§ Задание: Продолжите текст о последнем письме доктора Боткина, начав сразу после его последнего предложения.

Грозовое лето. Он часто отмечает грозы в своем дневнике. Молнии на небе и вода на земле. Много воды. И оттого лесные дороги сильно развезло и трудно будет проехать по этим дорогам будущему грузовику – с их трупами…
А между тем дом уже готовили к последнему событию. Он не обратил на это внимания, но она записала:
«25 июня (8 июля). Ланч только в 1.30, потому что они чинили электричество в наших комнатах».
Итак, драгоценности переписаны, электричество исправлено.
На следующий день, 26 июня (9 июля) 1918 года, доктор Боткин начал писать свое письмо. Необъяснимый ужас, неотвратимость надвигающегося, галлюцинации и тоска заживо погребенных – в воздухе страшного дома…
«Я умер, но еще не похоронен» (последнее письмо)
После расстрела в комнате доктора Боткина Юровский забрал бумаги последнего русского лейб-медика…
Я разглядываю их: «Календарь для врачей на 1913 год». Извещение Главного штаба о гибели его сына Дмитрия в бою, декабрь 1914 года.
А вот его письмо (он писал своему товарищу по курсу, по выпуску далекого 1889 года). Он начал писать его 3 июля и, видимо, все следующие дни продолжал сочинять, а потом переписывал это длиннейшее письмо своим мелким, бисерным почерком. Переписывал он его до последнего дня, когда кто-то прервал его на полуслове…
«Дорогой мой, добрый друг Саша. Делаю последнюю попытку писания настоящего письма – по крайней мере отсюда, – хотя эта оговорка, по-моему, совершенно излишняя: не думаю, чтобы мне суждено было когда-нибудь куда-нибудь откуда-нибудь писать. Мое добровольное заточение здесь настолько же временем не ограничено, насколько ограничено мое земное существование. В сущности, я умер – умер для своих детей, для дела… Я умер, но еще не похоронен или заживо погребен – как хочешь: последствия почти тождественны… У детей моих может быть надежда, что мы с ними еще свидимся когда-нибудь в этой жизни, но я лично себя этой надеждой не балую и неприкрашенной действительности смотрю прямо в глаза… Поясню тебе маленькими эпизодами, иллюстрирующими мое состояние. Третьего дня, когда я спокойно читал Салтыкова-Щедрина, которым зачитываюсь с наслаждением, я вдруг увидел как-будто в уменьшенном размере лицо моего сына Юрия, но мертвого, в горизонтальном положении с закрытыми глазами. Вчера еще, за тем же чтением, я услыхал вдруг какое-то слово, которое прозвучало для меня как «папуля». И я чуть не разрыдался. Опять-таки это не галлюцинация, потому что слово было произнесено, голос похож, и я ни секунды не сомневался, что это говорит моя дочь, которая должна быть в Тобольске… Я, вероятно, никогда не услышу этот милый мне голос и эту дорогую мне ласку, которой детишки так избаловали меня…
Если «вера без дел мертва есть», то дела без веры могут существовать. И если кому из нас к делам присоединилась и вера, то это только по особой к нему милости Божьей. Одним из таких счастливцев, путем тяжкого испытания, потери моего первенца, полугодовалого сыночка Сережи, оказался и я. С тех пор мой кодекс значительно расширился и определился, и в каждом деле я заботился и о «Господнем». Это оправдывает и последнее мое решение, когда я не поколебался покинуть моих детей круглыми сиротами, чтобы исполнить свой врачебный долг до конца, как Авраам не поколебался по требованию Бога принести ему в жертву своего единственного сына…».

§ Предоставленные записи:
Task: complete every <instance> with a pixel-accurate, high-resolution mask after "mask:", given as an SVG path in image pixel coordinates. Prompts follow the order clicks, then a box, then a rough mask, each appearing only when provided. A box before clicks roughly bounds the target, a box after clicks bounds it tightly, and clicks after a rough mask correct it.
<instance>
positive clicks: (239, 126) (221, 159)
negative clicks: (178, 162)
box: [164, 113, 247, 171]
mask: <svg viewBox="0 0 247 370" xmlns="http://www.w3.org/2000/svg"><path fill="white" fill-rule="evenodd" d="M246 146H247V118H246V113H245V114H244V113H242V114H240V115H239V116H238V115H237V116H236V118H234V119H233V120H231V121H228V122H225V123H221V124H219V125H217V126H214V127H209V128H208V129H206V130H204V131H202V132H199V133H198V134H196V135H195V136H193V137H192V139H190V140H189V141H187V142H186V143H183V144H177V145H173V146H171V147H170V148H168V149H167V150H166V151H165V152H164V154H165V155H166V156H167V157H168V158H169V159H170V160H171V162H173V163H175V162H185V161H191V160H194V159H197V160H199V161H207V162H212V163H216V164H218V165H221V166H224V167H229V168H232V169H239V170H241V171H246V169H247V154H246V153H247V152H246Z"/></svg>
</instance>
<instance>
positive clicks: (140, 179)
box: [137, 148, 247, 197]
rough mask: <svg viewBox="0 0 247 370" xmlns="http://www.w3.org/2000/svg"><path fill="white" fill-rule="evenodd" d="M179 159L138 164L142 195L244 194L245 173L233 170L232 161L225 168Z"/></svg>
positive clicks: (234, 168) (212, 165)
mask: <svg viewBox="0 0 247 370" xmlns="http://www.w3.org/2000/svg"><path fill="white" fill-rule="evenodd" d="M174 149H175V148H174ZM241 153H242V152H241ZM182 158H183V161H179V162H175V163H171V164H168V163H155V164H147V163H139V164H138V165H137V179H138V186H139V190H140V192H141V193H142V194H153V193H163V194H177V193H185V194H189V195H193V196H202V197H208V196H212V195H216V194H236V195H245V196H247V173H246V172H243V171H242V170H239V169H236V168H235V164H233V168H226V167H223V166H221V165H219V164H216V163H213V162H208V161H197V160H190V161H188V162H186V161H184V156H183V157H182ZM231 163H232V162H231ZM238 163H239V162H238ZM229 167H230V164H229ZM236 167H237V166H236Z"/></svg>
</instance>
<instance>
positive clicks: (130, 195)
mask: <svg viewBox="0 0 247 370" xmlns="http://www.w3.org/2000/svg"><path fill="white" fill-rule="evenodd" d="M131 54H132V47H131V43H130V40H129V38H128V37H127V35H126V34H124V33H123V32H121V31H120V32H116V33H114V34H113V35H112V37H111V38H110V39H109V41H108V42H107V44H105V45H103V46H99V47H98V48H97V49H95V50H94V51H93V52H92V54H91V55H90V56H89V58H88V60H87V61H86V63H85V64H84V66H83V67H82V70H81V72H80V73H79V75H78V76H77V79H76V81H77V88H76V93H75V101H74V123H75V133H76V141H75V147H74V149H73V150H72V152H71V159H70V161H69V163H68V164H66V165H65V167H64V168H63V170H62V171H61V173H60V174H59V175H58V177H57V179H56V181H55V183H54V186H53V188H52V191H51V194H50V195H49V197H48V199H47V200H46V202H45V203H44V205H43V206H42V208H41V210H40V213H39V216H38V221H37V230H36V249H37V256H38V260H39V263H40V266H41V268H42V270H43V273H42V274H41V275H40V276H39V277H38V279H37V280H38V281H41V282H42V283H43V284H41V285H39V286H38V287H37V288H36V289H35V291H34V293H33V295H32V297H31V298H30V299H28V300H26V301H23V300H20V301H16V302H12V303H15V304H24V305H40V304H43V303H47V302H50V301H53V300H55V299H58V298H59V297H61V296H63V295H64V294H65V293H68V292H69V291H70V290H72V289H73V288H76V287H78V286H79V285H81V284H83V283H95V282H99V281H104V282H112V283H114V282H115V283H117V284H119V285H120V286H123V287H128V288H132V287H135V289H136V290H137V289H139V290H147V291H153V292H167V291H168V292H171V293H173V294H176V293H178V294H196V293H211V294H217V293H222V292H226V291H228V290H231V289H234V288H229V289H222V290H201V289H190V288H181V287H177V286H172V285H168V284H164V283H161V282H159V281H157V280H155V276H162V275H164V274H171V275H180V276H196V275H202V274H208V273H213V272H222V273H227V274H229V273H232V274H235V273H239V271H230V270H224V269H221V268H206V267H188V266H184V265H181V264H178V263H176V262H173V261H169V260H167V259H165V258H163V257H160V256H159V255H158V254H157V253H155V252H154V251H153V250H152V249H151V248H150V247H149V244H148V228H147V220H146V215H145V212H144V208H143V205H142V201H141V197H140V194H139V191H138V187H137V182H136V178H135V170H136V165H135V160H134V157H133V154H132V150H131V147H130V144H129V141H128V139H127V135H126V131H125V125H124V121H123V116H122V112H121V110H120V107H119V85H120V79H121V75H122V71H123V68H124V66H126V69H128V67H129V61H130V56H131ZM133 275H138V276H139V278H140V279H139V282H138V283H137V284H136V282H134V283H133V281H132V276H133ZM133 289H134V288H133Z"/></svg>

§ Ответ:
Из дневника Николая: «28 июня. Четверг. Утром, около десяти тридцати к открытому окну подошли двое рабочих, подняли тяжелую решетку и прикрепили ее снаружи рамы без предупреждения со стороны Ю[ровского]. Этот тип нам нравится все менее! Начал читать восьмой том Салтыкова».
Ну конечно же, эта решетка – финал. Было в этом что-то ужасное: входя в комнату, видеть эту темную решетку…
Он страдал за нее и за мальчика. А она… она жила трудным бытом заточения:
«28 июня (11 июля). Четверг. Комиссар настоял, увидеть нас всех в 10. Он задержал нас на 20 минут и во время завтрака не разрешил нам больше получать сыр и никаких сливок.